#### [Entries shown]
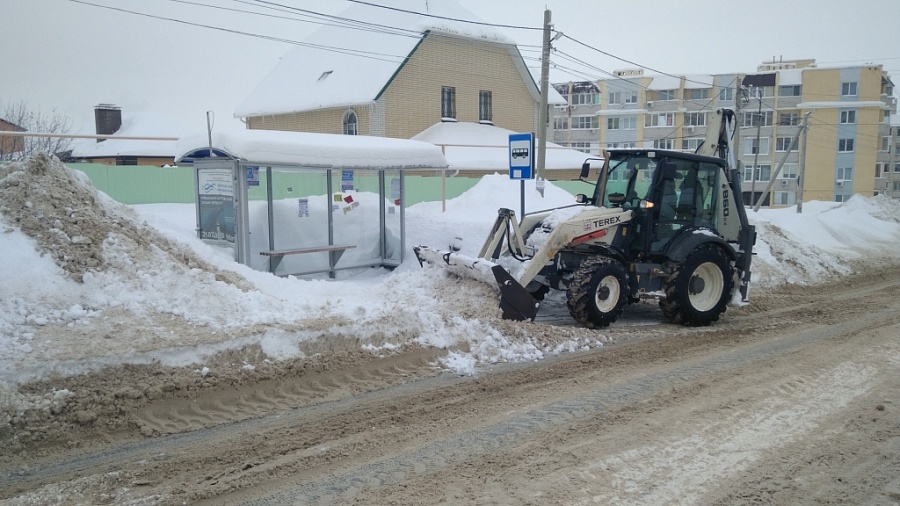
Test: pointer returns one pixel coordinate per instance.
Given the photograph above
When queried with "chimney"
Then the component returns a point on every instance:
(108, 119)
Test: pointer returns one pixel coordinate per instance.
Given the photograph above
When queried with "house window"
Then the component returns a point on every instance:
(485, 114)
(789, 91)
(584, 147)
(585, 98)
(751, 147)
(691, 145)
(788, 118)
(448, 103)
(351, 123)
(126, 160)
(664, 144)
(697, 94)
(783, 143)
(788, 171)
(761, 173)
(751, 119)
(585, 122)
(664, 95)
(848, 89)
(695, 119)
(666, 119)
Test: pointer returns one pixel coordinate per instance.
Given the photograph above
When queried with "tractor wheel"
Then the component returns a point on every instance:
(597, 292)
(698, 290)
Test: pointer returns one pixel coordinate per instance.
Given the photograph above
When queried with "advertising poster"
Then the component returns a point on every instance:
(215, 200)
(346, 180)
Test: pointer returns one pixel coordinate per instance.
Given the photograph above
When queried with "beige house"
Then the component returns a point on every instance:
(397, 82)
(141, 138)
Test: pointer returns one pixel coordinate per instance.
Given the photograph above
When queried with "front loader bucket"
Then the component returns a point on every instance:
(515, 301)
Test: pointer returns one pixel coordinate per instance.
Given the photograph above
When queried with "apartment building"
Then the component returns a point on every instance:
(849, 140)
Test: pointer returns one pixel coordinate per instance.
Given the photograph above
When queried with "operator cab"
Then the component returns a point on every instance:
(668, 191)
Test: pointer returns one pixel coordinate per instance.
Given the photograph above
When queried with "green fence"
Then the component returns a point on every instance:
(139, 184)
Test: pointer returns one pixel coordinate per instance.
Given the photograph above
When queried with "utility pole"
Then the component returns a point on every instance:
(756, 148)
(794, 142)
(542, 114)
(802, 164)
(736, 143)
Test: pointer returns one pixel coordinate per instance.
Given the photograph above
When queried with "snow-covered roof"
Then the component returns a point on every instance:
(134, 124)
(474, 146)
(321, 150)
(697, 82)
(327, 71)
(665, 83)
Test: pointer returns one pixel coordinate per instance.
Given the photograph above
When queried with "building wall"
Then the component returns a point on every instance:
(141, 160)
(412, 101)
(326, 121)
(820, 94)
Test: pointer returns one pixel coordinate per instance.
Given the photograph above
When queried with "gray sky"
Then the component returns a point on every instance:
(71, 56)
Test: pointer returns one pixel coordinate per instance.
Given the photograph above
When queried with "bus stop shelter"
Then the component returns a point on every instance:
(301, 204)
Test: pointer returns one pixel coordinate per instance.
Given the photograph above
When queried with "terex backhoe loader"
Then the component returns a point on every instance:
(660, 224)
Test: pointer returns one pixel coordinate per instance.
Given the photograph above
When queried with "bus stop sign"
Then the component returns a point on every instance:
(521, 156)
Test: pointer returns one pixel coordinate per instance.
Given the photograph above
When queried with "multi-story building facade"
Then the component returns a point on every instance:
(887, 173)
(848, 144)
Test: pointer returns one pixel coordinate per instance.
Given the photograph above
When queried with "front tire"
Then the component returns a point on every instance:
(597, 292)
(698, 290)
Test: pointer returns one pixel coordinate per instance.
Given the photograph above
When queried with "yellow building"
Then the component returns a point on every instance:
(404, 81)
(848, 141)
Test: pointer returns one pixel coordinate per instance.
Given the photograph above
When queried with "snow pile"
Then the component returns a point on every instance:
(89, 283)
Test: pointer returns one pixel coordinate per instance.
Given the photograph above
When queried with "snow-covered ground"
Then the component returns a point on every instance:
(86, 282)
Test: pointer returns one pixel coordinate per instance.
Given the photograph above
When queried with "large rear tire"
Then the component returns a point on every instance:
(597, 292)
(698, 290)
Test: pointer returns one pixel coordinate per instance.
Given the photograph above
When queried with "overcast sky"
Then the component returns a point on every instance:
(69, 56)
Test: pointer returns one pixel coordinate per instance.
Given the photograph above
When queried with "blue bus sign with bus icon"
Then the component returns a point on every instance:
(521, 156)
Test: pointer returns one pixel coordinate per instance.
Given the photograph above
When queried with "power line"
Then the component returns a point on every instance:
(370, 4)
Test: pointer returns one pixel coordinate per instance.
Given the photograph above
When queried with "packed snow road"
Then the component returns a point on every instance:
(794, 399)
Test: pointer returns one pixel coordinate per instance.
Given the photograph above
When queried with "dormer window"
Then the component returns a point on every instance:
(485, 112)
(448, 103)
(351, 123)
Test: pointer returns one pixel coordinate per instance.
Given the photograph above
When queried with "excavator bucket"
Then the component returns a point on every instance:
(515, 302)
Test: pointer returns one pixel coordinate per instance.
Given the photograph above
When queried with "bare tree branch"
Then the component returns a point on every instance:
(19, 114)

#### [Your instructions]
List every line in the records that contains the string "snow", matching case exactly.

#### [Task solution]
When queried with "snow-covered roof"
When queried with "snow pile"
When queried with "snow-covered ground"
When queried with "packed snow road"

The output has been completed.